** start of RECORD EXCERPTS **

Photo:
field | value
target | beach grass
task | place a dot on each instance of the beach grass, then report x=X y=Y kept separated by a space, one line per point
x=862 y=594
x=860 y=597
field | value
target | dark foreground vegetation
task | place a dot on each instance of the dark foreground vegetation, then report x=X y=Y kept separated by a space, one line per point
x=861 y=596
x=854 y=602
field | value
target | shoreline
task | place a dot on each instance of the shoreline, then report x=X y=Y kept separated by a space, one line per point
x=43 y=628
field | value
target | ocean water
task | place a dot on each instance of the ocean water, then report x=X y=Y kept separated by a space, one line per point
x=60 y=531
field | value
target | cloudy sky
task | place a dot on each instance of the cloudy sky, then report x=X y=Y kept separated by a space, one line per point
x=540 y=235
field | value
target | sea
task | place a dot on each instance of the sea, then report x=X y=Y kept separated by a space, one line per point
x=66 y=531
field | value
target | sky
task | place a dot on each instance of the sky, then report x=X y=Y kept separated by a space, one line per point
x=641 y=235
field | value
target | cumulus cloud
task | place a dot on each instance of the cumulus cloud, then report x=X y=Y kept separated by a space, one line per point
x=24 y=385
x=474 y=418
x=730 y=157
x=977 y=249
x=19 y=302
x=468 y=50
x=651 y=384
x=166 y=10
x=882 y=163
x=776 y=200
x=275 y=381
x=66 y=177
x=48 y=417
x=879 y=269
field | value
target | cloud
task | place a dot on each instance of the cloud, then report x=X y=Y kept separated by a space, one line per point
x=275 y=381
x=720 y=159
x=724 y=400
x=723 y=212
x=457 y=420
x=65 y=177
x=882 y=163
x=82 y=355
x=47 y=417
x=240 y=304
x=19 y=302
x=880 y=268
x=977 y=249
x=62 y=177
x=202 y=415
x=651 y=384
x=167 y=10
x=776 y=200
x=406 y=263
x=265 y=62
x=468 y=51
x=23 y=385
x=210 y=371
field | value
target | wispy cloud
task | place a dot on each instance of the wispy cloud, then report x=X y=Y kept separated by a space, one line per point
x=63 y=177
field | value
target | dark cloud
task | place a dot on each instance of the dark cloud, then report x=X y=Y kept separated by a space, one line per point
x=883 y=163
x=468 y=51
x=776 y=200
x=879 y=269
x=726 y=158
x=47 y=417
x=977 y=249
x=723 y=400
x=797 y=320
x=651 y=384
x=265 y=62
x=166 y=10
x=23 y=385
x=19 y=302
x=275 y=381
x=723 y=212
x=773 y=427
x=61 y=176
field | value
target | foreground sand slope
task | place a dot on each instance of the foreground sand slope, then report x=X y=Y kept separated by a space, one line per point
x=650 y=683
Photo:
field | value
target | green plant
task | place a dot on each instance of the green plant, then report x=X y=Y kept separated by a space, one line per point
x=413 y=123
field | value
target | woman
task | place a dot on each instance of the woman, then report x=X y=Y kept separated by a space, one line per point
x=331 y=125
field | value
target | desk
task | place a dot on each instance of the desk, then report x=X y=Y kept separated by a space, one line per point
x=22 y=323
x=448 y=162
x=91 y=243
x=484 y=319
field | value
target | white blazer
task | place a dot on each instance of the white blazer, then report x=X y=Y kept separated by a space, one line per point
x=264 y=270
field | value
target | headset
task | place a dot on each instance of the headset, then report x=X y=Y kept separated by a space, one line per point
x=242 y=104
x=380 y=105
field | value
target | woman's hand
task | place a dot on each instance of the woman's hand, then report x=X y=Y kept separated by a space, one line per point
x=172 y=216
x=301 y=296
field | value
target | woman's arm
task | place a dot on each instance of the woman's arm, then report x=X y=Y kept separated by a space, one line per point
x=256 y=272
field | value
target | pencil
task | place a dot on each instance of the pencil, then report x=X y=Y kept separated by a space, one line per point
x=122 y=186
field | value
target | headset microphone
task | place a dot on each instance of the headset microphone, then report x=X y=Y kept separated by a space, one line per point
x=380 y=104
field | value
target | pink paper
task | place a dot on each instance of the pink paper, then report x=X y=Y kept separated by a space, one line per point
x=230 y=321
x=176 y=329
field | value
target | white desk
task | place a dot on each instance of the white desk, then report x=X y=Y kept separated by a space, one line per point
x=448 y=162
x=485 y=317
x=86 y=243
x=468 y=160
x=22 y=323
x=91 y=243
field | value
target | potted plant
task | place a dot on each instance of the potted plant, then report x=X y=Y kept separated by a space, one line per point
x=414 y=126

** end of RECORD EXCERPTS **

**REQUIRED WORK:**
Rescale the material starting at the beginning and ending at the line containing "x=210 y=371", both included, and write it out again with the requests, multiplying every point coordinate in the answers by 2.35 and rounding to whole numbers with halves going up. Keep the requests and their format samples unchanged.

**COMPLETE ANSWER:**
Photo:
field | value
target | beach grass
task | place a dot on each instance of the beach grass, then report x=X y=Y kept separated by a space, one line per point
x=2026 y=1396
x=2021 y=1403
field | value
target | dark foreground vegetation
task | place a dot on each instance of the dark foreground vegetation, then report x=X y=Y kept separated by a space, one line per point
x=2023 y=1401
x=2007 y=1415
field | value
target | shoreline
task | place a dot on each instance of the shoreline, then report x=X y=Y kept separated by a space, one line per point
x=101 y=1476
field | value
target | ocean water
task | place a dot on each instance of the ocean water, then report x=X y=Y kept separated by a space, one line per point
x=141 y=1248
field | value
target | cloudy sky
task | place a dot on each instance of the cloudy sky, then report x=X y=Y kept separated by a space, one line per point
x=1269 y=552
field | value
target | sea
task | place a dot on each instance of the sea, then report x=X y=Y kept separated by a space, one line per point
x=155 y=1248
field | value
target | sky
task | place a dot on each instance of the sky, then report x=X y=Y kept separated by a space, one line per point
x=1506 y=552
field | value
target | cumulus cloud
task | place a dot on each instance of the cumulus cloud, then report x=X y=Y kept separated by a space, one line per point
x=56 y=905
x=1114 y=982
x=1716 y=369
x=2296 y=585
x=45 y=710
x=1100 y=118
x=1530 y=902
x=390 y=24
x=2073 y=383
x=1824 y=470
x=646 y=895
x=155 y=416
x=113 y=980
x=2066 y=632
field | value
target | cloud
task | place a dot on each instance of the cloud, then report x=X y=Y kept separated by a space, one line per point
x=646 y=895
x=1692 y=374
x=1701 y=940
x=1699 y=498
x=1074 y=987
x=153 y=416
x=2073 y=383
x=193 y=834
x=110 y=980
x=564 y=714
x=45 y=710
x=2068 y=630
x=2296 y=585
x=146 y=416
x=475 y=975
x=1530 y=902
x=392 y=24
x=1824 y=470
x=954 y=618
x=623 y=146
x=1100 y=120
x=54 y=905
x=494 y=872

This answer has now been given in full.